No último dia 23, a Comissão de Valores Mobiliários publicou a Resolução nº44, que teve como objetivo dispor sobre a divulgação de informações sobre ato ou fato relevante, sobre a negociação de valores mobiliários na pendência de ato ou fato relevante não divulgado e sobre a divulgação de informações a respeito das negociações de valores mobiliários. Esse é o principal escopo da nova regra que tem vigência a partir de 01 de setembro de 2021 e revogou a Instrução CVM nº 358, de 3 de janeiro de 2002, a Instrução CVM nº 369, de 11 de junho de 2002 e a Instrução CVM nº 449, de 15 de março de 2007.
Caracterização objetiva de fato ou ato relevante
Uma das principais mudanças constam no art. 2º da Resolução, que pretendeu caracterizar de forma mais clara os atos ou fatos relevantes, facilitando a aplicação em casos concretos. A partir dele, ficou estabelecido que toda e qualquer decisão de acionista controlador, deliberação de assembleia geral ou dos órgãos de administração da companhia aberta ou qualquer outro ato ou fato de caráter político-administrativo, técnico, negocial ou econômico-financeiro ocorrido ou relacionado aos seus negócios é considerado fato relevante.

-- ENUNCIADO 1 --
Segundo o texto sobre a Resolução CVM nº 44, qual foi a finalidade de o art. 2º caracterizar de forma mais clara os atos ou fatos relevantes? Responda em até três frases.
-- ENUNCIADO 2 --
De acordo com o texto sobre a Resolução CVM nº 44, a partir de que data a nova regra passou a vigorar?
-- ENUNCIADO 3 --
Dê sequência ao texto sobre a Resolução CVM nº 44 a partir da última frase apresentada.

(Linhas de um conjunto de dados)
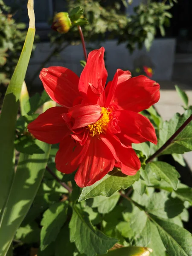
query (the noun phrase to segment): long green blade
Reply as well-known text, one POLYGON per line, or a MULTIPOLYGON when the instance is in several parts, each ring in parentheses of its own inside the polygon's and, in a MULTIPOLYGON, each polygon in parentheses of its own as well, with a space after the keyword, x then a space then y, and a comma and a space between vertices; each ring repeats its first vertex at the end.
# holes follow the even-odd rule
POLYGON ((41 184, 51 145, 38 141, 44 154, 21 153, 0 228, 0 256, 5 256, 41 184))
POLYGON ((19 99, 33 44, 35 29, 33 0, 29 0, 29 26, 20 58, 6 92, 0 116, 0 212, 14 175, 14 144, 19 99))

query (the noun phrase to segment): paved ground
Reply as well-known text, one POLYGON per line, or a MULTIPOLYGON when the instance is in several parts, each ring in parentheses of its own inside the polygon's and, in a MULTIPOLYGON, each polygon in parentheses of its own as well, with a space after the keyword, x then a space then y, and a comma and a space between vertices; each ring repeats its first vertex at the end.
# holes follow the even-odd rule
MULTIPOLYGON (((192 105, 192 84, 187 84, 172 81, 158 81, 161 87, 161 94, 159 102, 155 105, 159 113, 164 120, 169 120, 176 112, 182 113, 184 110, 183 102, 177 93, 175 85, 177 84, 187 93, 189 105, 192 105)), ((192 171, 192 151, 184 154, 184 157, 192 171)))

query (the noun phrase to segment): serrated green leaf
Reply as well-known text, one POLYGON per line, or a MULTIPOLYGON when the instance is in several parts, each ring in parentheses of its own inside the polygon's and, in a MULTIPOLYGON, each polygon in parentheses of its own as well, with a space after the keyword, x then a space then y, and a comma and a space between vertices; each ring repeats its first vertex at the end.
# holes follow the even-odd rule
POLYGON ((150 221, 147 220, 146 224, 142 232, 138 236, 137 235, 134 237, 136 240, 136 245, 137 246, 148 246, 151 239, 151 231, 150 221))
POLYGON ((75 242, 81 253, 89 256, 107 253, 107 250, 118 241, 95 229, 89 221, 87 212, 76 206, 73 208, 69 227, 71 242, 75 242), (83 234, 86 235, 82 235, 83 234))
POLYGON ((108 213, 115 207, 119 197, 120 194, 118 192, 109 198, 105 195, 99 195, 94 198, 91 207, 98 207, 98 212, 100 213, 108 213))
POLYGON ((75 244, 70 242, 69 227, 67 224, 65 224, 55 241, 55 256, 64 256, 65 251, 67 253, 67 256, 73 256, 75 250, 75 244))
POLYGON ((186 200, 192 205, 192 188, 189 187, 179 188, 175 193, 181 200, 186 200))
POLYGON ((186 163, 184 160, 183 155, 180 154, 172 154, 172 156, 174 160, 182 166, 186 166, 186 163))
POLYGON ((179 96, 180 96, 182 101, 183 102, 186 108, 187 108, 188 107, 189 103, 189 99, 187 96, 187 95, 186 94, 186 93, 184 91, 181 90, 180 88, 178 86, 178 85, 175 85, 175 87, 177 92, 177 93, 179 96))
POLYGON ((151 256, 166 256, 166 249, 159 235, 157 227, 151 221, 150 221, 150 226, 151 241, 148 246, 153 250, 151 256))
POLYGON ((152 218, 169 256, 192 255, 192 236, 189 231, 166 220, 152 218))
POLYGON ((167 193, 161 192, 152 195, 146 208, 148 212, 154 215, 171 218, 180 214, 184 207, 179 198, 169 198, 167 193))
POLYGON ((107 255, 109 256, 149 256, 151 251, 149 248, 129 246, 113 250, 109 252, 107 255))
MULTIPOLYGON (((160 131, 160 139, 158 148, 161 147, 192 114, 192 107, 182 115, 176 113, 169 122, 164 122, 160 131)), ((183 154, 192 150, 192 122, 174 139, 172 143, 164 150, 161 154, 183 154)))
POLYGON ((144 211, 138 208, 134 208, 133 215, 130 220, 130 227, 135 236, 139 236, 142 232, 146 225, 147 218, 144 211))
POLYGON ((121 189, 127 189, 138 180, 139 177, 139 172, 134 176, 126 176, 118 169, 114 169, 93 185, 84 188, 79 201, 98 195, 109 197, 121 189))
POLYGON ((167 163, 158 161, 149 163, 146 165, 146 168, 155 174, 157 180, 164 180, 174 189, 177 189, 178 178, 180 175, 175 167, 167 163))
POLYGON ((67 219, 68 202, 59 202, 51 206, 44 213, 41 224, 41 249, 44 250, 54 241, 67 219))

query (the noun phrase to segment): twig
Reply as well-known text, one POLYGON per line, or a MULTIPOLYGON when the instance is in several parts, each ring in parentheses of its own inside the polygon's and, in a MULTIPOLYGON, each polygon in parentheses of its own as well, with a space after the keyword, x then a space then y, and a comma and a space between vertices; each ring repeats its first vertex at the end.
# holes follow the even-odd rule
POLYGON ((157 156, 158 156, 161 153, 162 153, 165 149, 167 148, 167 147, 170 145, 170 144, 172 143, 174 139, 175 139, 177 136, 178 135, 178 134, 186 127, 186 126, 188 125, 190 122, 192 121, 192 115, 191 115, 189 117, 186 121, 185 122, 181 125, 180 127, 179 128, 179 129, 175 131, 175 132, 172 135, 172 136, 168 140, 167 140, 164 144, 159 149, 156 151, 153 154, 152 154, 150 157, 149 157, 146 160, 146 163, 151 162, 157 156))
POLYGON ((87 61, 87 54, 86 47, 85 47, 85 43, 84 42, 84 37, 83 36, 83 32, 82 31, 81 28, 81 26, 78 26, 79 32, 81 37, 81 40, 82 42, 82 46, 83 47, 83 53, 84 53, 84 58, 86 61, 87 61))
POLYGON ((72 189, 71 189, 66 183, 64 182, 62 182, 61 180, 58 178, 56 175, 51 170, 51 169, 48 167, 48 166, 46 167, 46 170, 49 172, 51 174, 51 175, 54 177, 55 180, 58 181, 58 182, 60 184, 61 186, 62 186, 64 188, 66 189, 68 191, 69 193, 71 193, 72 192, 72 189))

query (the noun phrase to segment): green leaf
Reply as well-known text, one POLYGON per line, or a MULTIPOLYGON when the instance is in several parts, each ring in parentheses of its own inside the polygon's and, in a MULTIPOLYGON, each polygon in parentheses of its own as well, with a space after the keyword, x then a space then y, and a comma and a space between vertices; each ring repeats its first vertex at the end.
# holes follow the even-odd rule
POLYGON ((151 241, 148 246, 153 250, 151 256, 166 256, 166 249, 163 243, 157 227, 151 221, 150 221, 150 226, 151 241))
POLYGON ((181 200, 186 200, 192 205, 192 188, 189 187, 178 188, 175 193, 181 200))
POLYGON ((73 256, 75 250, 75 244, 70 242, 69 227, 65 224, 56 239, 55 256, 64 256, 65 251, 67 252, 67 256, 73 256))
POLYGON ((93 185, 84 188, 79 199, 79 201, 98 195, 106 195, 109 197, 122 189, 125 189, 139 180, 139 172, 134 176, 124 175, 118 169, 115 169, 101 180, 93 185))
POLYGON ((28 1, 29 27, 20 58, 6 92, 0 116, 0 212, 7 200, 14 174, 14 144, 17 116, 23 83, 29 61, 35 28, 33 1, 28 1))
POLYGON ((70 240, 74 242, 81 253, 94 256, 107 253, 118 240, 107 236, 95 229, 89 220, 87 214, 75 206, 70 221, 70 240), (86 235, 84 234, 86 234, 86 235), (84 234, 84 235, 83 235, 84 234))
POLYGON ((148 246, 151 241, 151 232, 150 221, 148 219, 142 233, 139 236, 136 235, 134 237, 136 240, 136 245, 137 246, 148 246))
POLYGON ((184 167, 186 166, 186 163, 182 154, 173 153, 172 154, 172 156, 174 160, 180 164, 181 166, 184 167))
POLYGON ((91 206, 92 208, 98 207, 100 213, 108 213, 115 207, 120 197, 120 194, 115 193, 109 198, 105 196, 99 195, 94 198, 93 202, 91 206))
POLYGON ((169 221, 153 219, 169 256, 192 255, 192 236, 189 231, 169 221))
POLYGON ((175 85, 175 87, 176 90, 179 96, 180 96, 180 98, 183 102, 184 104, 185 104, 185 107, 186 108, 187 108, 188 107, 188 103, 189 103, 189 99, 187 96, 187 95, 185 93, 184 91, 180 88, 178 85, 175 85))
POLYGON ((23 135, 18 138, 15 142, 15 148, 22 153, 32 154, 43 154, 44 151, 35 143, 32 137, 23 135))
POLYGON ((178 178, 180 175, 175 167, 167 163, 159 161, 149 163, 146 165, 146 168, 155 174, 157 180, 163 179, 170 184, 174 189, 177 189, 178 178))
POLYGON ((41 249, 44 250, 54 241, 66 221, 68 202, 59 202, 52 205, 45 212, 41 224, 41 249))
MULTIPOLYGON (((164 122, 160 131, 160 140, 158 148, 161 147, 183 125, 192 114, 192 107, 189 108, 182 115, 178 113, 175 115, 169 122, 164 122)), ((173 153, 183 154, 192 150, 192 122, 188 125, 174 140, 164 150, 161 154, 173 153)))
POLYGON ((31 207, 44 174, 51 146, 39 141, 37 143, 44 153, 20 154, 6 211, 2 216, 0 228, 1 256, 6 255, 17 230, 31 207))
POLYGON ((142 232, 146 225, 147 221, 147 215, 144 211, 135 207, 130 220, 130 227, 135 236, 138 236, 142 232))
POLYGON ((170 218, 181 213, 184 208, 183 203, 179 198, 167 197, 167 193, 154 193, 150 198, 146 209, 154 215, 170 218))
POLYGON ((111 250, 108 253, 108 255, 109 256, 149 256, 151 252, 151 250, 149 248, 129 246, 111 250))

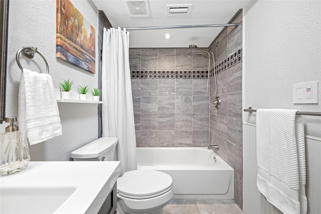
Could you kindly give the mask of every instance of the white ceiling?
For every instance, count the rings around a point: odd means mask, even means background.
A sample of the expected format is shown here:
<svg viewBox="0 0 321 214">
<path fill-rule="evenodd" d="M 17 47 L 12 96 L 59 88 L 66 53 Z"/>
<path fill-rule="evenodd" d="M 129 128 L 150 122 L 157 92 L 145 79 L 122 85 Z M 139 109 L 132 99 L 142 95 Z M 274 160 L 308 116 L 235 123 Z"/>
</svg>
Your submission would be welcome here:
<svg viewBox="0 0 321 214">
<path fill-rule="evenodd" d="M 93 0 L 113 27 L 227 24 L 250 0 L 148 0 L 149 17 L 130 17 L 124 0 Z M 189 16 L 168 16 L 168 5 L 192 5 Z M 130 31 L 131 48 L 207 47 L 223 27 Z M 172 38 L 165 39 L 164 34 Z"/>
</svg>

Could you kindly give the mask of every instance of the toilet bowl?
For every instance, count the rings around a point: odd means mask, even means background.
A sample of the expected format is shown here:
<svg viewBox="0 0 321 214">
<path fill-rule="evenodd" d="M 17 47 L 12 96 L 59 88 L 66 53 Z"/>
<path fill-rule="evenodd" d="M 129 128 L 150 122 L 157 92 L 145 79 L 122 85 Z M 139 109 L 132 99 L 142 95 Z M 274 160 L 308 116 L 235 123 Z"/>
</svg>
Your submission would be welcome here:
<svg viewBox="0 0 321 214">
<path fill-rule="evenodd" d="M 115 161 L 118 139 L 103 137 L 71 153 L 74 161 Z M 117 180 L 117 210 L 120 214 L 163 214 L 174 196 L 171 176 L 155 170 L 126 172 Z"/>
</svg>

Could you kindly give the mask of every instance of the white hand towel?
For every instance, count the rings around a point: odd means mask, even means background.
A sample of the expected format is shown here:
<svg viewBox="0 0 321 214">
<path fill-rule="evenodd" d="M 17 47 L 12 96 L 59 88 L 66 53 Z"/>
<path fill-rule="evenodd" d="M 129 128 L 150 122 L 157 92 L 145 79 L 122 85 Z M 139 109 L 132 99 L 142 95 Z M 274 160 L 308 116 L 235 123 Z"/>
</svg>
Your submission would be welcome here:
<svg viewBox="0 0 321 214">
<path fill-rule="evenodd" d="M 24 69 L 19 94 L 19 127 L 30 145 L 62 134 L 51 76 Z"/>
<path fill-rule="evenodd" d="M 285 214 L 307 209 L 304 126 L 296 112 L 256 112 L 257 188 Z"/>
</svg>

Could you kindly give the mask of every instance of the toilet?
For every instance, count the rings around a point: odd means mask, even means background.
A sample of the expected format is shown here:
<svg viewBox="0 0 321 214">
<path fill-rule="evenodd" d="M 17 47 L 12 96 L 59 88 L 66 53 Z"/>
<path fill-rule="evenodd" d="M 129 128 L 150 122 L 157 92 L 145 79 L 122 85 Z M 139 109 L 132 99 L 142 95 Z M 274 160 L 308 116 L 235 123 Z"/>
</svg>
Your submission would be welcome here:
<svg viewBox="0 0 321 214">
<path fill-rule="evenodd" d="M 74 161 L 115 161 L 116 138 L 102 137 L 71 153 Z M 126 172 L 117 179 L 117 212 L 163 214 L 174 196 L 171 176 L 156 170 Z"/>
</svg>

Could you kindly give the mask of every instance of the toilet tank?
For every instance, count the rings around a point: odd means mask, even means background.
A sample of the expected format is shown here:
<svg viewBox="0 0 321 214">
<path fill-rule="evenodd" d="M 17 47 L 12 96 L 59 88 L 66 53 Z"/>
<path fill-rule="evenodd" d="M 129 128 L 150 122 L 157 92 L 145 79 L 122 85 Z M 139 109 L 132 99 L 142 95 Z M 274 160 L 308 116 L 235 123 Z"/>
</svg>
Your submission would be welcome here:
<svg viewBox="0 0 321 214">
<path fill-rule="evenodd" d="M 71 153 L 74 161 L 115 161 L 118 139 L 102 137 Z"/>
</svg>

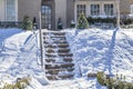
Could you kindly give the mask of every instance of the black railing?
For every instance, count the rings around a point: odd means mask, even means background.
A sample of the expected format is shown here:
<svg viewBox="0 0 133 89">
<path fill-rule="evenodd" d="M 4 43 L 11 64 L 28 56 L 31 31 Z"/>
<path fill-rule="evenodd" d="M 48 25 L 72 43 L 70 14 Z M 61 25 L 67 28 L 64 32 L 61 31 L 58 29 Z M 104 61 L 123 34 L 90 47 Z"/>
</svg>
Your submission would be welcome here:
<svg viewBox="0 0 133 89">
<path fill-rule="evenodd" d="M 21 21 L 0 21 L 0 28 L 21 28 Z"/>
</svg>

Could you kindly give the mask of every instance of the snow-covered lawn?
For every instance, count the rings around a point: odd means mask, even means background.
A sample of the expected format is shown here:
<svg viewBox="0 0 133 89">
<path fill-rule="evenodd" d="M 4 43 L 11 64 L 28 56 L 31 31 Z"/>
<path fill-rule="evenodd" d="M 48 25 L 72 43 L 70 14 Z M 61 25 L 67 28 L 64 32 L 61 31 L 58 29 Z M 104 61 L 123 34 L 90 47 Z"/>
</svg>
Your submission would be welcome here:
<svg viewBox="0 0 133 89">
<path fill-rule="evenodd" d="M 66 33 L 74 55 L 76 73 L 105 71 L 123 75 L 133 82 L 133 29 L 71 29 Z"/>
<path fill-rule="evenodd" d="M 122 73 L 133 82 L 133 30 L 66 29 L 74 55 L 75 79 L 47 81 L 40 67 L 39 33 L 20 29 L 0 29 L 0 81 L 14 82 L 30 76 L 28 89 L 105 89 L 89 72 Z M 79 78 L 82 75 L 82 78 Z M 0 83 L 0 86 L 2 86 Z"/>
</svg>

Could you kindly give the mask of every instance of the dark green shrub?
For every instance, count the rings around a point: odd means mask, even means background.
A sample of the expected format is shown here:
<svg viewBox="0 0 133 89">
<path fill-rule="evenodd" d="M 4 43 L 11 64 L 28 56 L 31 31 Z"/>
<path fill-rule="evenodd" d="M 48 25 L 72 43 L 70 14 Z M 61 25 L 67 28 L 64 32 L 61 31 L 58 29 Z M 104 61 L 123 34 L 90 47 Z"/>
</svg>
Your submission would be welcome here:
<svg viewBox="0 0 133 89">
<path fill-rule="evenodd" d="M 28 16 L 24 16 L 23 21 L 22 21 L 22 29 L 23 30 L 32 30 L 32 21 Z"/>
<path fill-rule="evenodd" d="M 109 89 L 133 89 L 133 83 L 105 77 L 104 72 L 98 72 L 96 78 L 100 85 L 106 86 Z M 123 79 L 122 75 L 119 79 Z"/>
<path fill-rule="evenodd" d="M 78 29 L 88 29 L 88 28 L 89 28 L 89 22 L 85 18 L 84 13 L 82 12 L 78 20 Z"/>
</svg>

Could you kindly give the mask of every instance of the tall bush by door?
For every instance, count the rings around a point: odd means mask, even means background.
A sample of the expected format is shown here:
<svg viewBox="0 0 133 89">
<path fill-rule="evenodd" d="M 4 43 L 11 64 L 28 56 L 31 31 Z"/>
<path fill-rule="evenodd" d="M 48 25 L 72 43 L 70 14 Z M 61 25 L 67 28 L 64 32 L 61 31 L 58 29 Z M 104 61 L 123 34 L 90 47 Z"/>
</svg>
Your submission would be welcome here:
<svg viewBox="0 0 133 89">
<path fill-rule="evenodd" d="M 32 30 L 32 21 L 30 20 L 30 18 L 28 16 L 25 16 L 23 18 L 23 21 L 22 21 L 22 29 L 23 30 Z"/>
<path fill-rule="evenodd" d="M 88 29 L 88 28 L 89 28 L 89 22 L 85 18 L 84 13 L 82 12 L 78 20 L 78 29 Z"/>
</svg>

-- RESPOSTA ESPERADA 1 --
O art. 2º buscou caracterizar de forma mais clara os atos ou fatos relevantes para facilitar a aplicação da regra em casos concretos.

-- RESPOSTA ESPERADA 2 --
A partir de 01 de setembro de 2021.

-- RESPOSTA ESPERADA 3 --
Percebe-se o cuidado da Comissão ao expandir o critério de relevância para aquelas atitudes tomadas em interesse da companhia, desde que tenham sido tomadas por agentes ou colegiados investidos na função.
Ainda nesta esteira, a Resolução CVM nº44 preocupou-se em atrelar a relevância do ato ou do fato à sua capacidade de afetar a decisão dos investidores. Ou seja, não basta a eles serem relevantes, eles têm de influir de modo ponderável na cotação dos valores mobiliários de emissão da companhia aberta ou a eles referenciados, na decisão dos investidores de comprar, vender ou manter aqueles valores mobiliários, ou na decisão dos investidores de exercer quaisquer direitos inerentes à condição de titular de valores mobiliários emitidos pela companhia ou a eles referenciados.
O parágrafo único do art. 2º elencou um rol de atitudes adequadas à aplicação da norma, que visa, de maneira sucinta, evitar o uso indevido de informações privilegiadas, o chamado insider trading. Importante ressaltar que o rol é exemplificativo e classifica como potencialmente relevante ações como: (I) assinatura de acordo ou contrato de transferência do controle acionário da companhia, ainda que sob condição suspensiva ou resolutiva; (II) mudança no controle da companhia, inclusive por meio de celebração, alteração ou rescisão de acordo de acionista; (III) celebração, alteração ou rescisão de acordo de acionistas em que a companhia seja parte ou interveniente, ou que tenha sido averbado no livro próprio da companhia; (IV) ingresso ou saída de sócio que mantenha, com a companhia, contrato ou colaboração operacional, financeira, tecnológica ou administrativa; (V) autorização para negociação dos valores mobiliários de emissão da companhia em qualquer mercado, nacional ou estrangeiro; (VI) decisão de promover o cancelamento de registro de companhia aberta; (VII) incorporação, fusão ou cisão envolvendo a companhia ou empresas ligada; (VIII) transformação ou dissolução da companhia etc.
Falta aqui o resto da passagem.